• **Directions**
Go through the data below and retype all of it exactly.

• **Referring expression grounding data**
[Start of Attachment]

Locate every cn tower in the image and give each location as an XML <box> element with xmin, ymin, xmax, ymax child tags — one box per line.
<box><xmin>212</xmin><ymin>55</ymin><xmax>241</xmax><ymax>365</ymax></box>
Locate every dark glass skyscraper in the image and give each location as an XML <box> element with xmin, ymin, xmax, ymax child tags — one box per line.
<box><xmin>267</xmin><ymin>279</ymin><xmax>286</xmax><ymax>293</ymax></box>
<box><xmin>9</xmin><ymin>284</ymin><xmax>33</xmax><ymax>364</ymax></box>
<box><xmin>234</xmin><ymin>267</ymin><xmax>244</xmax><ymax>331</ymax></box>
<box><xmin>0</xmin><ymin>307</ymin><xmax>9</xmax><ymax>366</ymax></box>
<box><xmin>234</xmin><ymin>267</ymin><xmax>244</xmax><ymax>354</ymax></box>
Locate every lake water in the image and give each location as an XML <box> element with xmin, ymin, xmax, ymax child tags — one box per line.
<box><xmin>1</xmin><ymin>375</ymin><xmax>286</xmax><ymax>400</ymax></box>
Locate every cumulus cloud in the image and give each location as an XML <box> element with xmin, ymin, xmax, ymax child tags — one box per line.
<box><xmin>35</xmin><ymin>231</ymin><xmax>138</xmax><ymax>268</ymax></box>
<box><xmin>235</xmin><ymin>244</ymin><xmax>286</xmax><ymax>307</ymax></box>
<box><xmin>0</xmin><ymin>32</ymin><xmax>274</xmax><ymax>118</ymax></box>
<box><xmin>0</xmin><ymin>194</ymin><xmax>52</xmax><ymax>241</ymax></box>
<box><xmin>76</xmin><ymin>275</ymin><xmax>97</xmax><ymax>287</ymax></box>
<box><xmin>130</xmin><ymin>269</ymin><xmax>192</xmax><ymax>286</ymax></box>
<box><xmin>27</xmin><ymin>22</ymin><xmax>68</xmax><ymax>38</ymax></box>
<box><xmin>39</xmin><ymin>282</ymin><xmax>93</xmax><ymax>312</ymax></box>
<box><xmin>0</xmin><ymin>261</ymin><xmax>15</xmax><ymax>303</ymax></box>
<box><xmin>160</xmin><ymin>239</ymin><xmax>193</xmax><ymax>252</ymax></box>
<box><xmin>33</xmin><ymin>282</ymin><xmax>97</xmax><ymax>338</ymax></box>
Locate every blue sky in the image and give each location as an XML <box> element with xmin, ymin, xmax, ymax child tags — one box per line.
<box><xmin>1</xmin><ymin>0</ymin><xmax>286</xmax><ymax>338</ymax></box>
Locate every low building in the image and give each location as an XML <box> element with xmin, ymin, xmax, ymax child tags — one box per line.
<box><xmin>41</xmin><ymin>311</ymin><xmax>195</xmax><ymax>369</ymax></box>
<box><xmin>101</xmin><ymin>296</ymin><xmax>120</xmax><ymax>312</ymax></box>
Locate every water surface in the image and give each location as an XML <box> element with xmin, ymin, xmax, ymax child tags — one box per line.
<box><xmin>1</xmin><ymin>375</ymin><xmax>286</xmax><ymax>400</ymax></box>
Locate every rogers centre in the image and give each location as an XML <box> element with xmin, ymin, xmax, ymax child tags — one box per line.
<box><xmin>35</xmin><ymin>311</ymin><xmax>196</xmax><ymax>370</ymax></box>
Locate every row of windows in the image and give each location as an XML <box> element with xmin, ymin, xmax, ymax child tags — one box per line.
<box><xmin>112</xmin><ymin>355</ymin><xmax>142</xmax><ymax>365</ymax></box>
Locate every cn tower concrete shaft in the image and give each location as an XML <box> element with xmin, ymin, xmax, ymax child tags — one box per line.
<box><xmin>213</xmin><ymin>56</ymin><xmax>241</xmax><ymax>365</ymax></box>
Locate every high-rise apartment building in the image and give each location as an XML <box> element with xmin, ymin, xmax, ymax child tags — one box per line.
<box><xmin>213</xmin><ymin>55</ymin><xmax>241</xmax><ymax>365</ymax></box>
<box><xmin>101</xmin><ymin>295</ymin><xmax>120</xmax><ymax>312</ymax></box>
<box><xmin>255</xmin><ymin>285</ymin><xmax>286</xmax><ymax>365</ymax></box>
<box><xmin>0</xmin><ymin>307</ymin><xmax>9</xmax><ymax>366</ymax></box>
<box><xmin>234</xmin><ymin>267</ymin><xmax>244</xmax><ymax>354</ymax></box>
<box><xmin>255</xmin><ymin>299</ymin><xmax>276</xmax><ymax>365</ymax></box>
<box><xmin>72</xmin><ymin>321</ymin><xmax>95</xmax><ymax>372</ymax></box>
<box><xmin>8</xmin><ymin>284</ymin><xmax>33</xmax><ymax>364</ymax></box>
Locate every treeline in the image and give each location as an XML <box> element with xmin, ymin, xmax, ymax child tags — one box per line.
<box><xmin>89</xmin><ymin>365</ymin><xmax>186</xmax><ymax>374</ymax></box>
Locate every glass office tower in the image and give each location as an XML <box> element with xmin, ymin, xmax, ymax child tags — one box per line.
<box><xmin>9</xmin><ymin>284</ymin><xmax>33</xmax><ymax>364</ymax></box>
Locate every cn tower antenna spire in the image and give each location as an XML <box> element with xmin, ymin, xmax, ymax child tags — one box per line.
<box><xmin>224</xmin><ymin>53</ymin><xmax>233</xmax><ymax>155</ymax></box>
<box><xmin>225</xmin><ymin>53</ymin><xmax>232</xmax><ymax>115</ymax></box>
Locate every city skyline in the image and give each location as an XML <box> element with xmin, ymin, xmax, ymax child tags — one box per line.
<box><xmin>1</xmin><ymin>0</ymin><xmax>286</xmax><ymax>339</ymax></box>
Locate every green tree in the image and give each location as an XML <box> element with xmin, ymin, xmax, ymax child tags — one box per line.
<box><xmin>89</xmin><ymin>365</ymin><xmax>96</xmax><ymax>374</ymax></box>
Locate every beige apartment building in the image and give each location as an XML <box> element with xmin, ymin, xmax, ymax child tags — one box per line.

[End of Attachment]

• **Output for this task**
Locate every cn tower in the image and give each location as an XML <box> element with xmin, ymin, xmax, ymax child tags — one box per line.
<box><xmin>212</xmin><ymin>55</ymin><xmax>241</xmax><ymax>365</ymax></box>
Locate every dark glass skyscraper in the image and give each location as an XML <box> element with xmin, ymin, xmax, ymax child tags — one box per line.
<box><xmin>267</xmin><ymin>279</ymin><xmax>286</xmax><ymax>293</ymax></box>
<box><xmin>9</xmin><ymin>284</ymin><xmax>33</xmax><ymax>364</ymax></box>
<box><xmin>234</xmin><ymin>267</ymin><xmax>244</xmax><ymax>331</ymax></box>
<box><xmin>0</xmin><ymin>307</ymin><xmax>9</xmax><ymax>366</ymax></box>
<box><xmin>234</xmin><ymin>267</ymin><xmax>244</xmax><ymax>354</ymax></box>
Locate every lake water in the image and give each location as an XML <box> element with xmin, ymin, xmax, ymax child tags — one box per line.
<box><xmin>1</xmin><ymin>375</ymin><xmax>286</xmax><ymax>400</ymax></box>
Locate every cumulus cloud in the image and give each location as an XML <box> element with xmin, ymin, xmax, ymax child tags — one box per line.
<box><xmin>35</xmin><ymin>231</ymin><xmax>138</xmax><ymax>268</ymax></box>
<box><xmin>235</xmin><ymin>244</ymin><xmax>286</xmax><ymax>307</ymax></box>
<box><xmin>0</xmin><ymin>32</ymin><xmax>274</xmax><ymax>118</ymax></box>
<box><xmin>0</xmin><ymin>194</ymin><xmax>52</xmax><ymax>241</ymax></box>
<box><xmin>76</xmin><ymin>275</ymin><xmax>97</xmax><ymax>287</ymax></box>
<box><xmin>130</xmin><ymin>269</ymin><xmax>192</xmax><ymax>286</ymax></box>
<box><xmin>27</xmin><ymin>22</ymin><xmax>68</xmax><ymax>38</ymax></box>
<box><xmin>39</xmin><ymin>282</ymin><xmax>93</xmax><ymax>312</ymax></box>
<box><xmin>0</xmin><ymin>261</ymin><xmax>15</xmax><ymax>303</ymax></box>
<box><xmin>160</xmin><ymin>239</ymin><xmax>193</xmax><ymax>252</ymax></box>
<box><xmin>33</xmin><ymin>282</ymin><xmax>97</xmax><ymax>338</ymax></box>
Locate every blue sky in the image and give each location as an XML <box> element with xmin, ymin, xmax, ymax child tags — one box per line.
<box><xmin>1</xmin><ymin>0</ymin><xmax>286</xmax><ymax>338</ymax></box>
Locate every low building in the image and give each location as an XML <box> element with xmin, ymin, xmax, ymax child tags — one box per line.
<box><xmin>41</xmin><ymin>311</ymin><xmax>195</xmax><ymax>369</ymax></box>
<box><xmin>101</xmin><ymin>296</ymin><xmax>120</xmax><ymax>312</ymax></box>
Locate every water surface in the image and give each location as an XML <box> element with xmin, ymin, xmax, ymax child tags — one box per line.
<box><xmin>1</xmin><ymin>375</ymin><xmax>286</xmax><ymax>400</ymax></box>
Locate every rogers centre in the image and give each location as an XML <box> element with xmin, ymin, xmax, ymax child tags — one box per line.
<box><xmin>35</xmin><ymin>311</ymin><xmax>196</xmax><ymax>370</ymax></box>
Locate every row of windows in the image and give each location as an XML <box> element with xmin, ymin, xmax, ymax child tags — one box per line.
<box><xmin>112</xmin><ymin>355</ymin><xmax>142</xmax><ymax>365</ymax></box>
Locate every cn tower concrete shaft in the image and give each location as an XML <box> element with xmin, ymin, xmax, ymax child tags — one box per line.
<box><xmin>213</xmin><ymin>56</ymin><xmax>241</xmax><ymax>365</ymax></box>
Locate every high-rise apartment building in the image and give each location as an XML <box> element with xmin, ymin, xmax, ymax child tags — one box per line.
<box><xmin>213</xmin><ymin>55</ymin><xmax>241</xmax><ymax>365</ymax></box>
<box><xmin>101</xmin><ymin>295</ymin><xmax>120</xmax><ymax>312</ymax></box>
<box><xmin>255</xmin><ymin>285</ymin><xmax>286</xmax><ymax>365</ymax></box>
<box><xmin>0</xmin><ymin>307</ymin><xmax>9</xmax><ymax>366</ymax></box>
<box><xmin>234</xmin><ymin>267</ymin><xmax>244</xmax><ymax>354</ymax></box>
<box><xmin>255</xmin><ymin>299</ymin><xmax>276</xmax><ymax>365</ymax></box>
<box><xmin>72</xmin><ymin>321</ymin><xmax>95</xmax><ymax>372</ymax></box>
<box><xmin>8</xmin><ymin>284</ymin><xmax>33</xmax><ymax>364</ymax></box>
Locate every treeline in the image and give each location as an XML <box> element with xmin, ymin, xmax, ymax child tags — one box per line.
<box><xmin>89</xmin><ymin>365</ymin><xmax>186</xmax><ymax>374</ymax></box>
Locate every glass office tower in the image and give each location as an XML <box> element with xmin, ymin, xmax, ymax child tags — one box per line.
<box><xmin>9</xmin><ymin>284</ymin><xmax>33</xmax><ymax>364</ymax></box>
Locate every cn tower antenna spire in the image and give each location as an XML <box> element with xmin, ymin, xmax, ymax child tags — one box per line.
<box><xmin>224</xmin><ymin>53</ymin><xmax>233</xmax><ymax>155</ymax></box>
<box><xmin>225</xmin><ymin>53</ymin><xmax>232</xmax><ymax>115</ymax></box>
Locate every city skyline in the image and give each location as an XML <box> element with xmin, ymin, xmax, ymax child tags — one box per line.
<box><xmin>1</xmin><ymin>0</ymin><xmax>286</xmax><ymax>339</ymax></box>
Locate every green tree in the image and give each location as an XML <box> element with xmin, ymin, xmax, ymax child tags — one box per line.
<box><xmin>89</xmin><ymin>365</ymin><xmax>96</xmax><ymax>374</ymax></box>
Locate every beige apartment building in the image and give each location as an XML <box> element with xmin, ymin, xmax, ymax child tags — one box per line.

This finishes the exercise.